**RECORDS FOR THE EXERCISE**
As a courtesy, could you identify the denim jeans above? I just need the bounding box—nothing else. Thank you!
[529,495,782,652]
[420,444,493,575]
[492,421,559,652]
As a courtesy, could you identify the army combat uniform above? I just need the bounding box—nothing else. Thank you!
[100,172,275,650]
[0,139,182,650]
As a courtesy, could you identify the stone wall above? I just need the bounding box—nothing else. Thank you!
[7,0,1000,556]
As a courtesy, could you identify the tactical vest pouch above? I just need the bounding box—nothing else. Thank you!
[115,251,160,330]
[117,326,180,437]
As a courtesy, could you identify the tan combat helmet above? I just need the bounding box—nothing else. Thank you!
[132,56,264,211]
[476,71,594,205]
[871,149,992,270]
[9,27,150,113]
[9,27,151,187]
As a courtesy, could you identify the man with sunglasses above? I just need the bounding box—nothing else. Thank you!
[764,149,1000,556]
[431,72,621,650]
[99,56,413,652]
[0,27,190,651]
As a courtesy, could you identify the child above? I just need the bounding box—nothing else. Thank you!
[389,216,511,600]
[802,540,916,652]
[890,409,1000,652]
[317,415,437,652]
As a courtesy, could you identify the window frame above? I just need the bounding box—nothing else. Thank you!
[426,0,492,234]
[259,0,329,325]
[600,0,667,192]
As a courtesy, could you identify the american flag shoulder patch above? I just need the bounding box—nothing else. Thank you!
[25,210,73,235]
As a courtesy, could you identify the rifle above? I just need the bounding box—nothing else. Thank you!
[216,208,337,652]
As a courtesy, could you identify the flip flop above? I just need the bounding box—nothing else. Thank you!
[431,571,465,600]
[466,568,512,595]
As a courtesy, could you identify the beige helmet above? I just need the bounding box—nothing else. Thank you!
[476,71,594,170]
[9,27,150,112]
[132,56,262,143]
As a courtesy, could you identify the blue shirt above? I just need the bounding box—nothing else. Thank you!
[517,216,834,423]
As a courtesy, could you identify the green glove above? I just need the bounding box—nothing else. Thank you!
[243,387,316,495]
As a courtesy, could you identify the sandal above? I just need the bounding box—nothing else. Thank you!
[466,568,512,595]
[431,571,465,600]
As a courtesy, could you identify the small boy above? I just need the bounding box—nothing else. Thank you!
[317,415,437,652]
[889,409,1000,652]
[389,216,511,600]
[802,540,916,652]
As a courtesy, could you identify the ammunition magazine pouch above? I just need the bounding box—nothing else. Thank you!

**REQUIRED TASK**
Rewrite the part of the listing that opens with the line containing "As a courtesy, could you identify the blue" and closes with the listing's last line, inclusive, keeping every request line as is. Multiply each bounding-box coordinate in the answers by 2.55 and round to the nearest whole number, with halves rounded up.

**SOLUTION TO THIS TASK**
As a courtesy, could you identify the blue shirt above? I just need the bounding box—nothing else. Thank you!
[1318,551,2127,1079]
As a courtesy, could you identify the green glove above? I just need the bounding box—nothing else. Thank you!
[620,987,806,1262]
As a courtesy, could you identify the sandal above? I just need the bounding box—nothing else. Thank you!
[1188,1448,1306,1517]
[1099,1456,1186,1530]
As a courtesy, could you identify the small boy above? I just need the bounding box—nothing else. Thank you!
[808,1058,1114,1663]
[2267,1043,2550,1663]
[992,551,1303,1530]
[2045,1377,2336,1663]
As a courtesy, could you identify the ammunition magazine pouch above? I just need the bounding box—nothing else. Thank you!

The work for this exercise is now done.